▸ ENTRIES SHOWN
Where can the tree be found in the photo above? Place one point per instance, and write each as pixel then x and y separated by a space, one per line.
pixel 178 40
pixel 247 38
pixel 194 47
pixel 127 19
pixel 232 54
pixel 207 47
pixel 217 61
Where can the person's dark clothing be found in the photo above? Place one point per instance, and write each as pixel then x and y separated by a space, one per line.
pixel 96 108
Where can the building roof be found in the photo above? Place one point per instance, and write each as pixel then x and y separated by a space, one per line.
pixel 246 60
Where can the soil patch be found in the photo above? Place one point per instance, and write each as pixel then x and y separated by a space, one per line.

--

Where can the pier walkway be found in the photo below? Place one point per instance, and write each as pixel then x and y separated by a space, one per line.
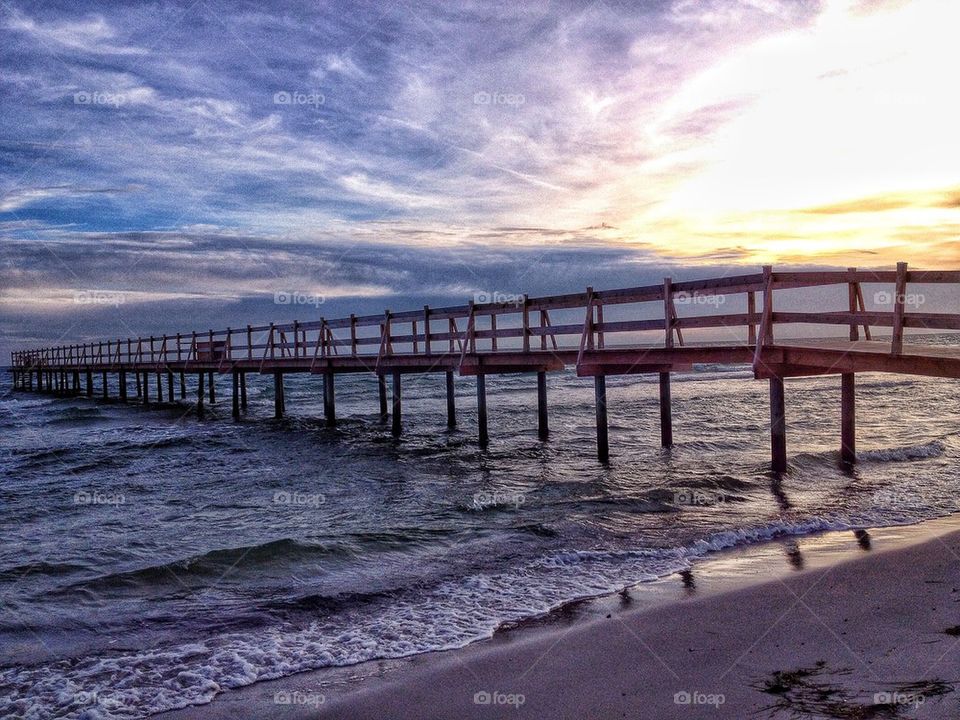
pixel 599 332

...

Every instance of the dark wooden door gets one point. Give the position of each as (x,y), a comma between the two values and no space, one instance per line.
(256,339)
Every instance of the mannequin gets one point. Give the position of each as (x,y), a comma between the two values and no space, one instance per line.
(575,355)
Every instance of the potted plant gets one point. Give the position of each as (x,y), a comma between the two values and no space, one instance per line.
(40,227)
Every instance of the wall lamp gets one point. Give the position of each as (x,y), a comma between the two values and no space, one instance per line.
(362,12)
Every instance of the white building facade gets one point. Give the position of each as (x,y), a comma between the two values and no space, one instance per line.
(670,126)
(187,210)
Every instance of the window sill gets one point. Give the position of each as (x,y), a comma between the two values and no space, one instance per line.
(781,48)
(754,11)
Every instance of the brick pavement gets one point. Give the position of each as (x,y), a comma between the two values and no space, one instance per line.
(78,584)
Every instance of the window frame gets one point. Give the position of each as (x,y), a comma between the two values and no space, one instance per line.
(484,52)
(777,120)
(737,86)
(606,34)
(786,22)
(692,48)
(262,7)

▸ WHAT IS EXPECTED
Quote the listing above, but only from the line that shows "Where can the tree" through the line that shows "Where can the soil".

▸ RESULT
Where can the tree be found in the photo above? Place one point per instance, and write each as pixel then x and y separated by a space, one per line.
pixel 178 40
pixel 247 38
pixel 194 47
pixel 127 19
pixel 232 54
pixel 207 47
pixel 217 61
Where can the person's dark clothing be found in the photo above? Place one point per instance, and write each as pixel then x and y separated by a space, one per line.
pixel 96 108
Where can the building roof be found in the photo above? Place one point per instance, and write each as pixel then x and y separated by a space, one per line.
pixel 246 60
Where can the soil patch be found in the photo above? Place one point per instance, and write each as pixel then x and y separated by a space, one per line.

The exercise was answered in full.